- Set problem -
How many lines of the listing below contain the string "water", matching case exactly? Reply with the number only.

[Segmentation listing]

>> start

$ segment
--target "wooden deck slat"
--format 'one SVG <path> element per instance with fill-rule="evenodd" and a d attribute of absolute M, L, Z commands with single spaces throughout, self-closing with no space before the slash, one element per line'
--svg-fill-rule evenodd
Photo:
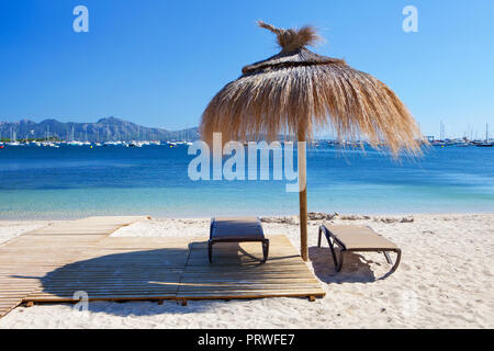
<path fill-rule="evenodd" d="M 206 237 L 109 237 L 128 223 L 87 222 L 71 223 L 77 230 L 70 223 L 45 227 L 0 246 L 0 316 L 22 302 L 75 302 L 77 291 L 89 301 L 324 296 L 284 236 L 270 237 L 263 264 L 258 242 L 217 245 L 210 264 Z"/>
<path fill-rule="evenodd" d="M 30 231 L 0 245 L 0 317 L 30 294 L 43 288 L 49 272 L 78 260 L 119 228 L 145 216 L 90 217 L 61 222 Z M 10 293 L 9 293 L 10 292 Z M 18 294 L 16 297 L 13 297 Z"/>

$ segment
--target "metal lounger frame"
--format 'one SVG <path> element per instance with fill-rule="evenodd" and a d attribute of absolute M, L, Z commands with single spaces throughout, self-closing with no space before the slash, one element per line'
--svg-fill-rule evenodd
<path fill-rule="evenodd" d="M 257 218 L 257 220 L 259 222 L 259 226 L 262 228 L 262 225 L 260 223 L 260 219 Z M 266 261 L 268 260 L 268 256 L 269 256 L 269 239 L 221 239 L 221 240 L 213 240 L 213 223 L 214 223 L 214 218 L 211 218 L 211 224 L 210 224 L 210 239 L 207 240 L 207 258 L 210 260 L 210 263 L 213 263 L 213 245 L 217 244 L 217 242 L 261 242 L 262 244 L 262 263 L 266 263 Z"/>
<path fill-rule="evenodd" d="M 370 227 L 368 227 L 368 228 L 370 228 Z M 386 258 L 388 263 L 390 263 L 390 264 L 393 264 L 393 261 L 391 260 L 389 252 L 390 251 L 396 252 L 396 260 L 394 262 L 394 265 L 391 268 L 390 272 L 388 273 L 388 275 L 393 273 L 400 265 L 400 261 L 402 259 L 402 250 L 401 249 L 379 249 L 379 248 L 347 249 L 345 247 L 345 244 L 341 242 L 340 240 L 338 240 L 338 238 L 335 235 L 333 235 L 333 233 L 330 233 L 330 230 L 328 228 L 326 228 L 326 226 L 324 226 L 324 225 L 319 226 L 319 233 L 318 233 L 318 238 L 317 238 L 317 247 L 319 247 L 319 248 L 321 248 L 321 237 L 322 237 L 323 233 L 326 236 L 327 242 L 329 244 L 329 249 L 332 250 L 333 261 L 335 262 L 335 268 L 336 268 L 337 272 L 341 271 L 341 267 L 343 267 L 343 262 L 344 262 L 344 252 L 347 252 L 347 251 L 348 252 L 383 252 L 384 257 Z M 339 248 L 339 260 L 336 258 L 335 244 Z"/>

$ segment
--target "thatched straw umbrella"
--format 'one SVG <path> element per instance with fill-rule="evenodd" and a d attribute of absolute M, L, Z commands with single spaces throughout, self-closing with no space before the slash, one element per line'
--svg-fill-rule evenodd
<path fill-rule="evenodd" d="M 203 140 L 213 133 L 223 140 L 246 141 L 280 133 L 299 141 L 301 254 L 307 260 L 307 202 L 305 143 L 316 129 L 332 128 L 338 139 L 367 138 L 384 143 L 394 156 L 419 151 L 419 129 L 395 93 L 374 77 L 352 69 L 344 60 L 321 56 L 306 46 L 319 36 L 312 26 L 276 29 L 281 52 L 244 67 L 210 102 L 201 121 Z"/>

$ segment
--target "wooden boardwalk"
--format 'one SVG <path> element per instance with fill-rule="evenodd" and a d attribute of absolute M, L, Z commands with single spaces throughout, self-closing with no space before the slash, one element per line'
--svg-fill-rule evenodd
<path fill-rule="evenodd" d="M 116 229 L 147 217 L 89 217 L 60 222 L 0 245 L 0 317 L 33 292 L 43 278 L 83 257 Z"/>
<path fill-rule="evenodd" d="M 0 246 L 0 316 L 21 303 L 89 301 L 322 297 L 319 282 L 285 236 L 270 237 L 262 264 L 258 242 L 218 244 L 213 264 L 206 237 L 109 237 L 145 217 L 92 217 L 48 226 Z"/>

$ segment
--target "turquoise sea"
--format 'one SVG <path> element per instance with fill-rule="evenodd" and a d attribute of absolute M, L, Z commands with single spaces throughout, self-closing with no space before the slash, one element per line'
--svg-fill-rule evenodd
<path fill-rule="evenodd" d="M 0 149 L 0 218 L 292 215 L 287 181 L 192 181 L 187 146 Z M 395 161 L 367 149 L 307 150 L 308 210 L 494 213 L 494 148 L 429 147 Z"/>

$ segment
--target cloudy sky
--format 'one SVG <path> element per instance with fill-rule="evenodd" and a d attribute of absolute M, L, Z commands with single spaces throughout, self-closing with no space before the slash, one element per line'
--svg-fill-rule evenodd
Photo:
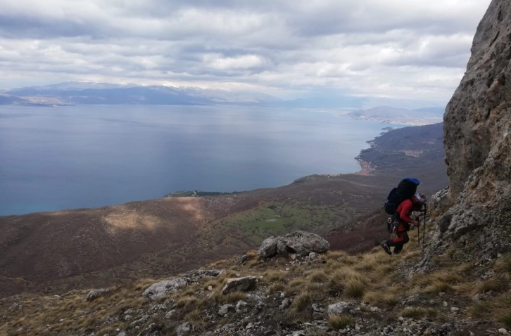
<path fill-rule="evenodd" d="M 445 103 L 489 3 L 2 0 L 0 89 L 87 80 Z"/>

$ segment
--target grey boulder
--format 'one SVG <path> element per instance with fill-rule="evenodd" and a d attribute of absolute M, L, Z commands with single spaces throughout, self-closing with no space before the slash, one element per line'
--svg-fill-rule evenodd
<path fill-rule="evenodd" d="M 234 278 L 227 280 L 222 289 L 222 294 L 225 295 L 232 292 L 245 292 L 255 285 L 257 278 L 255 276 L 244 276 L 243 278 Z"/>
<path fill-rule="evenodd" d="M 329 315 L 343 315 L 346 313 L 349 313 L 352 309 L 355 308 L 355 303 L 346 302 L 341 301 L 334 304 L 328 306 L 328 314 Z"/>
<path fill-rule="evenodd" d="M 310 253 L 324 253 L 330 248 L 330 243 L 321 236 L 305 231 L 295 231 L 276 238 L 270 237 L 261 244 L 258 254 L 264 258 L 277 254 L 296 253 L 308 256 Z"/>
<path fill-rule="evenodd" d="M 159 297 L 164 297 L 169 292 L 175 291 L 177 288 L 187 285 L 189 283 L 190 279 L 189 278 L 165 280 L 151 285 L 151 287 L 144 291 L 142 296 L 151 300 L 156 300 Z"/>
<path fill-rule="evenodd" d="M 180 336 L 185 332 L 188 332 L 191 329 L 191 326 L 190 325 L 190 323 L 185 322 L 176 328 L 176 335 L 177 336 Z"/>

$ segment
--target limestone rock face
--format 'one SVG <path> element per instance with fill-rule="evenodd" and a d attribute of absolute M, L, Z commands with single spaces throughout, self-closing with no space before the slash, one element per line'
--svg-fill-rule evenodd
<path fill-rule="evenodd" d="M 477 27 L 467 72 L 444 115 L 452 207 L 437 235 L 482 259 L 511 250 L 511 2 L 493 0 Z M 439 245 L 439 242 L 432 242 Z M 491 246 L 491 251 L 484 247 Z M 494 254 L 494 255 L 493 255 Z"/>
<path fill-rule="evenodd" d="M 311 252 L 324 253 L 329 248 L 330 243 L 321 236 L 298 231 L 277 238 L 270 237 L 265 239 L 258 254 L 265 258 L 277 253 L 297 253 L 308 256 Z"/>

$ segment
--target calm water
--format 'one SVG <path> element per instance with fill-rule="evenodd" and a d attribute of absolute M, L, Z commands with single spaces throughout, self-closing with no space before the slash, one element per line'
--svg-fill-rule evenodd
<path fill-rule="evenodd" d="M 0 214 L 353 172 L 386 126 L 272 108 L 0 106 Z"/>

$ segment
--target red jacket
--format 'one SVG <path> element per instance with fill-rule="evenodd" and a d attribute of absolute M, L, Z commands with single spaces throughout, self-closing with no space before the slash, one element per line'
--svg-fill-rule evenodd
<path fill-rule="evenodd" d="M 396 209 L 396 212 L 399 214 L 399 218 L 398 222 L 398 232 L 408 231 L 410 231 L 410 222 L 412 221 L 412 219 L 410 217 L 412 215 L 413 212 L 413 206 L 417 202 L 415 198 L 412 199 L 405 200 L 401 202 L 398 209 Z"/>

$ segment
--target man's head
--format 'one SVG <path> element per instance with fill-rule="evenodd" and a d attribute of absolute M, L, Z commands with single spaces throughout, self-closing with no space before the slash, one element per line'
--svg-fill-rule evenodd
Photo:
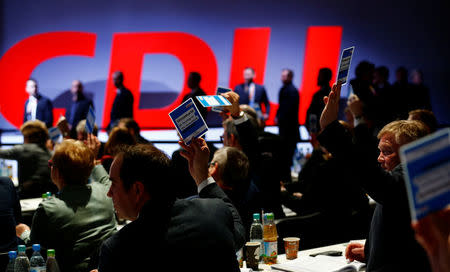
<path fill-rule="evenodd" d="M 79 95 L 83 93 L 83 84 L 81 84 L 81 81 L 74 80 L 72 81 L 72 86 L 70 87 L 70 93 L 72 95 Z"/>
<path fill-rule="evenodd" d="M 380 66 L 373 73 L 373 84 L 386 84 L 389 80 L 389 69 L 386 66 Z"/>
<path fill-rule="evenodd" d="M 83 119 L 80 122 L 78 122 L 75 130 L 77 131 L 77 140 L 78 141 L 87 140 L 86 119 Z M 97 136 L 97 134 L 98 134 L 98 127 L 95 124 L 94 124 L 94 129 L 92 130 L 92 134 L 94 134 L 94 136 Z"/>
<path fill-rule="evenodd" d="M 283 69 L 281 70 L 281 82 L 283 84 L 289 84 L 292 83 L 292 79 L 294 78 L 294 72 L 290 69 Z"/>
<path fill-rule="evenodd" d="M 45 146 L 48 140 L 48 130 L 44 122 L 39 120 L 27 121 L 20 127 L 23 141 L 26 144 Z"/>
<path fill-rule="evenodd" d="M 245 83 L 247 84 L 252 83 L 254 78 L 255 78 L 255 69 L 253 69 L 252 67 L 246 67 L 244 69 Z"/>
<path fill-rule="evenodd" d="M 331 77 L 332 72 L 330 68 L 321 68 L 319 70 L 319 75 L 317 76 L 317 86 L 329 87 Z"/>
<path fill-rule="evenodd" d="M 430 110 L 413 110 L 408 113 L 408 120 L 417 120 L 423 122 L 433 133 L 438 128 L 438 121 L 434 113 Z"/>
<path fill-rule="evenodd" d="M 35 79 L 28 79 L 25 84 L 25 91 L 30 96 L 36 96 L 38 93 L 37 81 Z"/>
<path fill-rule="evenodd" d="M 224 189 L 235 189 L 248 177 L 249 162 L 244 152 L 234 147 L 222 147 L 214 153 L 209 174 Z"/>
<path fill-rule="evenodd" d="M 115 71 L 113 74 L 113 82 L 116 88 L 123 87 L 123 73 L 121 71 Z"/>
<path fill-rule="evenodd" d="M 94 153 L 81 141 L 64 140 L 52 156 L 51 177 L 59 190 L 84 185 L 94 168 Z"/>
<path fill-rule="evenodd" d="M 227 119 L 223 122 L 223 145 L 242 149 L 239 143 L 239 134 L 233 119 Z"/>
<path fill-rule="evenodd" d="M 378 162 L 386 171 L 392 171 L 399 163 L 399 149 L 402 145 L 424 137 L 429 133 L 428 128 L 419 121 L 394 121 L 381 129 L 378 133 Z"/>
<path fill-rule="evenodd" d="M 200 81 L 202 81 L 202 76 L 198 72 L 190 72 L 188 76 L 188 87 L 190 89 L 196 89 L 200 87 Z"/>
<path fill-rule="evenodd" d="M 108 196 L 121 218 L 135 220 L 148 200 L 170 202 L 170 160 L 151 145 L 129 146 L 114 159 Z"/>

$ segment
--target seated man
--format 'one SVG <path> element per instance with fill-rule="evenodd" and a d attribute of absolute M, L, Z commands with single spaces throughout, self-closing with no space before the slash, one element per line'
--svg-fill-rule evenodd
<path fill-rule="evenodd" d="M 169 158 L 151 145 L 130 146 L 111 165 L 108 196 L 132 220 L 106 240 L 99 271 L 239 271 L 235 252 L 245 242 L 236 209 L 208 174 L 205 140 L 182 153 L 199 197 L 175 200 Z"/>
<path fill-rule="evenodd" d="M 253 213 L 262 208 L 259 189 L 248 175 L 249 162 L 244 152 L 235 147 L 223 147 L 214 153 L 209 173 L 227 194 L 244 223 L 247 240 Z"/>
<path fill-rule="evenodd" d="M 46 147 L 48 131 L 44 122 L 27 121 L 20 127 L 23 145 L 0 150 L 0 158 L 16 160 L 19 175 L 19 196 L 21 199 L 41 197 L 48 191 L 55 193 L 56 187 L 50 181 L 48 160 L 51 157 Z"/>
<path fill-rule="evenodd" d="M 346 257 L 367 262 L 367 271 L 430 271 L 427 256 L 414 239 L 407 192 L 399 159 L 400 146 L 428 133 L 418 121 L 394 121 L 378 134 L 378 163 L 371 151 L 371 138 L 365 124 L 355 126 L 355 139 L 337 121 L 340 85 L 334 85 L 320 118 L 320 143 L 336 158 L 346 162 L 358 177 L 358 184 L 376 202 L 366 244 L 350 243 Z"/>
<path fill-rule="evenodd" d="M 93 137 L 89 138 L 91 146 Z M 98 150 L 98 145 L 96 140 L 93 149 Z M 116 231 L 112 201 L 106 197 L 111 183 L 101 165 L 94 167 L 94 153 L 75 140 L 56 146 L 49 165 L 59 193 L 41 202 L 31 233 L 26 225 L 16 228 L 25 242 L 55 249 L 62 271 L 85 271 L 103 240 Z M 92 182 L 87 184 L 89 176 Z"/>

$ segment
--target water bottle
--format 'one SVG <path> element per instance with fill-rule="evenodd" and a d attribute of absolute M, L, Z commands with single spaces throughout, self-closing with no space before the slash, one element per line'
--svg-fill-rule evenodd
<path fill-rule="evenodd" d="M 46 272 L 59 272 L 58 262 L 55 259 L 55 250 L 47 250 L 47 263 L 45 264 Z"/>
<path fill-rule="evenodd" d="M 17 247 L 16 261 L 14 262 L 14 272 L 28 272 L 30 271 L 30 261 L 28 260 L 27 254 L 25 253 L 26 247 L 24 245 L 19 245 Z"/>
<path fill-rule="evenodd" d="M 30 258 L 30 272 L 45 272 L 45 260 L 41 255 L 41 245 L 33 245 L 33 255 Z"/>
<path fill-rule="evenodd" d="M 266 213 L 264 215 L 264 254 L 263 260 L 265 264 L 276 264 L 278 257 L 278 234 L 275 226 L 275 216 L 273 213 Z"/>
<path fill-rule="evenodd" d="M 259 213 L 253 214 L 253 223 L 250 227 L 250 242 L 258 242 L 261 244 L 259 247 L 260 258 L 262 258 L 264 252 L 263 243 L 263 226 L 261 224 Z"/>
<path fill-rule="evenodd" d="M 14 263 L 16 262 L 17 252 L 10 251 L 10 252 L 8 252 L 8 256 L 9 256 L 9 262 L 8 262 L 8 266 L 6 267 L 6 272 L 14 272 Z"/>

>> end

- The response -
2